Point labeling dataset excerpts
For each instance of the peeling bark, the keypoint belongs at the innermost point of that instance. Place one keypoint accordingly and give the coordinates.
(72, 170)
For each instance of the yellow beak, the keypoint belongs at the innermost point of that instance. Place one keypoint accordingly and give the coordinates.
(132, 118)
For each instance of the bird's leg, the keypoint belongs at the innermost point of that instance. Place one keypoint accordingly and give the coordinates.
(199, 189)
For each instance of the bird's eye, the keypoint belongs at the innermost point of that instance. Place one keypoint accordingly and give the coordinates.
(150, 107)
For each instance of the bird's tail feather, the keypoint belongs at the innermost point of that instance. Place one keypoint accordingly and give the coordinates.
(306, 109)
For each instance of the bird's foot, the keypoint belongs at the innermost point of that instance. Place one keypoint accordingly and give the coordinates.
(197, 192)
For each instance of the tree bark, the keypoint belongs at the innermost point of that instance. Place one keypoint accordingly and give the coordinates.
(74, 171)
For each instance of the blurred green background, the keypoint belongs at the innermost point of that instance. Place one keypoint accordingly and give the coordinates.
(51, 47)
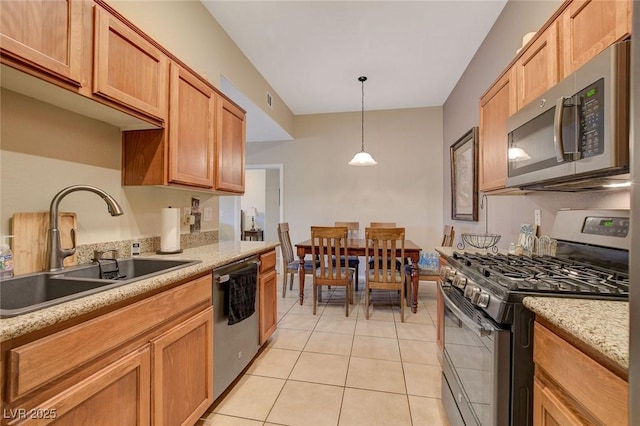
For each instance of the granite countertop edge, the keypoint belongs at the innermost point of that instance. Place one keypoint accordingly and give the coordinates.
(210, 256)
(602, 325)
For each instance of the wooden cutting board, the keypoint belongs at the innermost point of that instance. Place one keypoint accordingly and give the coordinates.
(30, 240)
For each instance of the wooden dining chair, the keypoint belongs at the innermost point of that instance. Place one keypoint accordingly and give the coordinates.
(289, 262)
(430, 274)
(383, 225)
(353, 233)
(386, 246)
(327, 244)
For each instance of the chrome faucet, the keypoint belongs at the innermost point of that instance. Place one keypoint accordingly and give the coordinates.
(56, 254)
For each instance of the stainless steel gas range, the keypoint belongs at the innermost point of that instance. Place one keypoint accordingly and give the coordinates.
(487, 338)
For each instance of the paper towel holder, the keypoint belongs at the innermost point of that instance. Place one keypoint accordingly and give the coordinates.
(169, 252)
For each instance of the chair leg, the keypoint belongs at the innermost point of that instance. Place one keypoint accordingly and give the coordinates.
(357, 276)
(366, 302)
(284, 285)
(348, 300)
(402, 296)
(314, 290)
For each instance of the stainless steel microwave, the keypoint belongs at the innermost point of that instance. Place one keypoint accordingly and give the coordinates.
(576, 133)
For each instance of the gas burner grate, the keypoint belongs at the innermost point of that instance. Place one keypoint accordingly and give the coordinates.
(547, 274)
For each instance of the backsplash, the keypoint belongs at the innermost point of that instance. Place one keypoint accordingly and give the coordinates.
(148, 245)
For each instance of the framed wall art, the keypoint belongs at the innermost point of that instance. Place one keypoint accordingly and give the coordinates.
(464, 177)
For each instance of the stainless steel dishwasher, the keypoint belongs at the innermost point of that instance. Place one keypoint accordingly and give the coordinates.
(235, 344)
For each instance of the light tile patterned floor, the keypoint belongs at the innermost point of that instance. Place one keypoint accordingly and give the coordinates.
(330, 370)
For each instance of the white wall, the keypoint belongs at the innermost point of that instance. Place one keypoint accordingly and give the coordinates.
(254, 196)
(321, 188)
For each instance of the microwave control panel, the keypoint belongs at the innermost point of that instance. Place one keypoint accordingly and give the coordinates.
(592, 110)
(607, 226)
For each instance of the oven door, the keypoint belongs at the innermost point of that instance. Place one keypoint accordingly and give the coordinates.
(476, 364)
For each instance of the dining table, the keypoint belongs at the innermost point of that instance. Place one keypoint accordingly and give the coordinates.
(358, 247)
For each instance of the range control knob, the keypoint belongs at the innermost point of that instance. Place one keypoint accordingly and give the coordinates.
(447, 273)
(459, 281)
(470, 290)
(483, 299)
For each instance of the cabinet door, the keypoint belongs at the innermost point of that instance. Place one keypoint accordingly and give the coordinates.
(537, 68)
(191, 130)
(116, 395)
(268, 304)
(495, 107)
(589, 27)
(46, 35)
(548, 408)
(127, 68)
(230, 148)
(182, 360)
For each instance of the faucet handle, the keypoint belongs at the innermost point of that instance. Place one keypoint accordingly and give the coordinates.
(99, 255)
(72, 250)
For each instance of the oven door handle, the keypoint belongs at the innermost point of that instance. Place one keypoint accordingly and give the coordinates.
(480, 329)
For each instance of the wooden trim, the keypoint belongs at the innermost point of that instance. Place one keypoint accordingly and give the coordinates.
(35, 364)
(596, 389)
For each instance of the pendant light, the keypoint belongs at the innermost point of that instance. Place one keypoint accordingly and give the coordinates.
(362, 158)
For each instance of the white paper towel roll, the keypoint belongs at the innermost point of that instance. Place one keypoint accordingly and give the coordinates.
(170, 230)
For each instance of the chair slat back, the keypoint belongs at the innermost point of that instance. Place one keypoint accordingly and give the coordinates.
(353, 229)
(285, 243)
(328, 243)
(385, 245)
(382, 225)
(449, 236)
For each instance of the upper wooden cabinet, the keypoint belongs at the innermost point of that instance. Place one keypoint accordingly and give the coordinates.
(191, 130)
(538, 68)
(577, 32)
(495, 107)
(589, 27)
(44, 35)
(127, 68)
(203, 147)
(230, 148)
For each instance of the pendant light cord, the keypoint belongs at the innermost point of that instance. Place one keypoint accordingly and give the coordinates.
(362, 80)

■ Exercise prompt
Copy the data exactly. Any picture it contains is to be omitted.

■ Exercise answer
For each instance of the peeling bark, the keypoint belongs at the innermost point of that instance. Place one keypoint accordingly and give the coordinates.
(72, 170)
For each instance of the yellow beak, the keypoint belongs at the innermost point of that instance. Place one keypoint accordingly and give the coordinates.
(132, 118)
For each instance of the bird's leg, the keypoint belongs at the innermost point of that instance. Place one keypoint accordingly and give the coordinates.
(199, 189)
For each instance of the bird's eye, the keypoint belongs at the innermost point of that instance. Place one keypoint accordingly and give the coordinates.
(150, 107)
For each instance of the bird's tail feather, the keypoint belongs at the innermost point of that instance. Place one keypoint accordingly and give the coordinates.
(306, 109)
For each instance of the bird's foot, the keypoint belongs at the innermost point of that instance. Place one keypoint accordingly and give the coordinates.
(197, 192)
For each instance of the tree bark, the keypoint belongs at the innermost point of that instance. Place one keypoint accordingly and give the coordinates.
(74, 171)
For each instance of the blurred green background, the keypoint belongs at the innermost point of that instance. Place one keypoint accordingly and give the coordinates.
(51, 47)
For each instance of the granite countertop edge, the keypoint belongs at the innermost point of that instance. Place one keypoint accordingly and give the coordinates.
(210, 256)
(602, 325)
For each instance of the wooden cutting board, the keypoint belongs at the innermost point of that instance. Place one keypoint accordingly and give the coordinates.
(30, 240)
For each instance of the wooden dining chair, the keypoint belongs at the innermost point of that instance. Place one keypoint accordingly and give the coordinates.
(289, 262)
(430, 274)
(383, 225)
(353, 233)
(386, 246)
(327, 244)
For each instance of the chrome faucet, the keypoint belongs at the innermost point of that instance. Place one keypoint accordingly and give the coordinates.
(56, 254)
For each instance of the stainless steel gas range, the keypoint belongs at the innermost point of that instance. Place one keypoint accordingly and give the coordinates.
(487, 338)
For each instance of the paper towel holder, the keypoint belongs at the innermost point of that instance. Place one keypoint accordingly and give the coordinates.
(169, 252)
For each instance of the chair leg, the keypoint belongs at the innermost point of that instance. Place one keypoint accordingly and give the coordinates.
(357, 276)
(366, 302)
(284, 285)
(348, 300)
(402, 296)
(314, 290)
For each instance of the stainless steel microwave, the keypoint belongs at the innermost point of that instance. Place one keypoint accordingly and give the coordinates.
(576, 133)
For each instance of the gas burner grate, the keypoint belongs at the innermost point of that instance. Place one keypoint accordingly and give the coordinates.
(547, 274)
For each instance of the backsplash, the keypoint belongs at the innermost point of that instance. Place one keypoint accordingly and give the coordinates.
(148, 245)
For each instance of the framed wall art, the keypoint belongs at the innermost point of that instance. Place one keypoint accordingly and give the coordinates.
(464, 177)
For each instance of the stainless steel dishwasher, the keypoint belongs at the innermost point of that instance. Place one keypoint accordingly and give the coordinates.
(235, 344)
For each instance of the light tile patterned floor, the keypoint belongs at the innermost point of that instance. Place one keypoint accordingly and give the coordinates.
(330, 370)
For each instance of the white wall, the keypoint belongs at the innermost point of that instance. Place one keypoint accordingly and give the coordinates.
(254, 196)
(321, 188)
For each instance of the microwave control panel, the keypoint belongs at the innermost point of that instance. Place one keypoint accordingly and give the coordinates.
(592, 110)
(607, 226)
For each instance of the oven door, the keypoint belongs at the innermost point of that instance. Place one keypoint accordingly and give the coordinates.
(476, 364)
For each instance of the dining table, the keypoint belongs at the innermost point of that instance. Place one keypoint accordingly and give the coordinates.
(358, 247)
For each instance of the range control knob, the keypoint belongs at the innermost point of that instance. Place one keypoint accordingly and give the coordinates.
(447, 273)
(459, 281)
(470, 290)
(483, 299)
For each instance of the cabinet door, the keypoint belongs at the innermost point of that instance. Place one keypoint accordingly and give the coordinates.
(537, 68)
(191, 130)
(116, 395)
(268, 304)
(495, 107)
(589, 27)
(46, 35)
(548, 408)
(127, 68)
(230, 148)
(182, 360)
For each instance of the faucet handle, the keypoint belongs at the innermost point of that instance. Place one keypoint accordingly and give the coordinates.
(99, 255)
(72, 250)
For each instance of the oven door handle, the keypoint belongs at the innermost point of that instance. Place one keypoint accordingly and give the coordinates.
(480, 329)
For each instance of the wooden trim, the keypoint belongs at the innermost point of that instance. Place one keypoint accordingly and give the coordinates.
(35, 364)
(596, 389)
For each instance of the pendant light, the keypoint belongs at the innermost point of that instance. Place one keypoint accordingly and give the coordinates.
(362, 158)
For each instance of the white paper towel roll, the keypoint belongs at the innermost point of that instance. Place one keypoint accordingly and give the coordinates.
(170, 230)
For each instance of the chair slat back, the keypoint belongs at the innermost point of that instance. Place one keypoint accordingly and give the coordinates.
(353, 229)
(285, 243)
(328, 243)
(385, 245)
(382, 225)
(449, 236)
For each instance of the upper wooden cabinet, the keypoint belongs at the innermost point of that instance. Place one keypoint accordingly and give the coordinates.
(191, 130)
(538, 68)
(577, 32)
(495, 107)
(589, 27)
(44, 35)
(127, 68)
(203, 147)
(230, 148)
For each instance of the pendant light cord, the keypoint belongs at the innermost point of that instance. Place one keypoint accordingly and give the coordinates.
(362, 80)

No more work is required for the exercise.